--- Testo fornito ---
- - - - -
Già Livio attesta che le piene del Tevere, spesso disastrose (come quelle del 215 a.C.[17]), erano ritenute dal popolo romano annunciatrici di eventi importanti o punizione degli dei irati, e certo comportavano - oltre che distruzioni - epidemie causate dal ristagno delle acque. Ancora nel XIX secolo il fatto che l'arrivo dei Piemontesi a Roma fosse stato salutato da una disastrosa inondazione, il 28 dicembre 1870, confermò il popolo romano nella sua opinione antica e mai abbandonata.
Le grandi piene (mediamente almeno 3 o 4 per secolo) sono sempre arrivate a Roma dalla via Flaminia: a valle dell'ultima confluenza con l'Aniene il fiume, libero fin lì di distendersi su territori pianeggianti e praticamente golenali, incontrava costruzioni e ponti che lo ostacolavano (ripetutamente il Ponte Sublicio era stato trascinato via dalle alluvioni) e si incanalava rovinoso per vie e piazze.
Cesare immaginò di raddrizzare i meandri urbani del fiume deviandolo attorno al Gianicolo (cioè facendogli evitare Trastevere e la pianura dei Fori) e canalizzandolo attraverso le Paludi Pontine in direzione del CirceoAugusto, di temperamento più realista e "amministrativo", dopo aver nominato una commissione di 700 esperti si limitò a disporre la pulizia dell'alveo fluviale e ad istituire una magistratura apposita, i Curatores alvei et riparum Tiberis, carica che Agrippa tenne per tutta la vita. Gli esperti di Tiberio suggerirono di deviare le acque del Chiani verso l'Arno, ma per l'opposizione dei fiorentini non se ne fece nulla (il progetto fu riesumato - e ugualmente abbandonato - nel 1870). A Traiano si deve il completamento del canale di Fiumicino (la cosiddetta Fossa Traiana) iniziato da Claudio, funzionale alla navigabilità del fiume, ma anche a migliorare il deflusso delle acque verso il mare.
L'ultimo imperatore che dispose una pulizia radicale dell'alveo e un'arginatura del fiume fu Aureliano.
- - - - -
--- Righe ---
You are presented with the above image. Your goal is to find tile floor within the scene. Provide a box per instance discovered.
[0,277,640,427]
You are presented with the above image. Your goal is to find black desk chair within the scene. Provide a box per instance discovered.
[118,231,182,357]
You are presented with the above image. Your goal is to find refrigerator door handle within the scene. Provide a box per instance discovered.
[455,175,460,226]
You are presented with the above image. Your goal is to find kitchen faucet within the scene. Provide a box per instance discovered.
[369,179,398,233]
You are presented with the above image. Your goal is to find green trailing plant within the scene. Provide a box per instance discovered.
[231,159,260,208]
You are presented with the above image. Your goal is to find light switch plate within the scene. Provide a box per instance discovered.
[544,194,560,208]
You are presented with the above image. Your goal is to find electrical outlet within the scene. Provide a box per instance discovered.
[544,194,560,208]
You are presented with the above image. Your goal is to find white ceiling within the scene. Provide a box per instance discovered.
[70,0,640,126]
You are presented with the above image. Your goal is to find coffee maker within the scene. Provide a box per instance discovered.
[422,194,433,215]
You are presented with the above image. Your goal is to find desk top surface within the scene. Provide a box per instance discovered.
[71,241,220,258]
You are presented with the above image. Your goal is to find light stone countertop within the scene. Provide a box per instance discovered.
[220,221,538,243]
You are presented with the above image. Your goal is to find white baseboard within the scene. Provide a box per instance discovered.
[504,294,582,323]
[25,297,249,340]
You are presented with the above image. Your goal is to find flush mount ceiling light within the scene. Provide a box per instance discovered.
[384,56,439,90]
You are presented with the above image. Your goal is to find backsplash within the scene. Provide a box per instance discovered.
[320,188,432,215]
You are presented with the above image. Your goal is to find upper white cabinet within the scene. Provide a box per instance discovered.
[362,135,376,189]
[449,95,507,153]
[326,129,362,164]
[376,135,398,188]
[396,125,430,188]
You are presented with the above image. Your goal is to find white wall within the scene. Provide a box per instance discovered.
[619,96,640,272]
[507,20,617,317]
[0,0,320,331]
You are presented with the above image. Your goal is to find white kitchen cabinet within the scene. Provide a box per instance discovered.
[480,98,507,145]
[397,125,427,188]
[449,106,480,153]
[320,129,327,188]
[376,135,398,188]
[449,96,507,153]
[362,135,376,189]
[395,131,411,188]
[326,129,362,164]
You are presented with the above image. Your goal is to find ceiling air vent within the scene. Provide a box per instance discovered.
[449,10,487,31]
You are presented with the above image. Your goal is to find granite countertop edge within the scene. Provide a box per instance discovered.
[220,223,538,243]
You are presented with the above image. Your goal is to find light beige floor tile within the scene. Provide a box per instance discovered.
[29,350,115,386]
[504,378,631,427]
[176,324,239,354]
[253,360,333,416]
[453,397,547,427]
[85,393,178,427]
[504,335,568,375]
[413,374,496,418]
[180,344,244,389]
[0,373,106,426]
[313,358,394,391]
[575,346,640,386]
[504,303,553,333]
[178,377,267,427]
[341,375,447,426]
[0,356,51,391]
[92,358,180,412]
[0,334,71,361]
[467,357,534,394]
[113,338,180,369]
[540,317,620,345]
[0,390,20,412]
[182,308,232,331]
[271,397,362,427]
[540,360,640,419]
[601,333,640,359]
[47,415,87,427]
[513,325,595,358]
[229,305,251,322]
- - - - -
Trascrivi il passo del testo sulle piene del Tevere che comincia con "Le grandi piene" e termina con "vie e piazze.", rinominando "Ponte Sublicio" in "Ponte Milvio".

--- Soluzione proposta ---
Le grandi piene (mediamente almeno 3 o 4 per secolo) sono sempre arrivate a Roma dalla via Flaminia: a valle dell'ultima confluenza con l'Aniene il fiume, libero fin lì di distendersi su territori pianeggianti e praticamente golenali, incontrava costruzioni e ponti che lo ostacolavano (ripetutamente il Ponte Milvio era stato trascinato via dalle alluvioni) e si incanalava rovinoso per vie e piazze.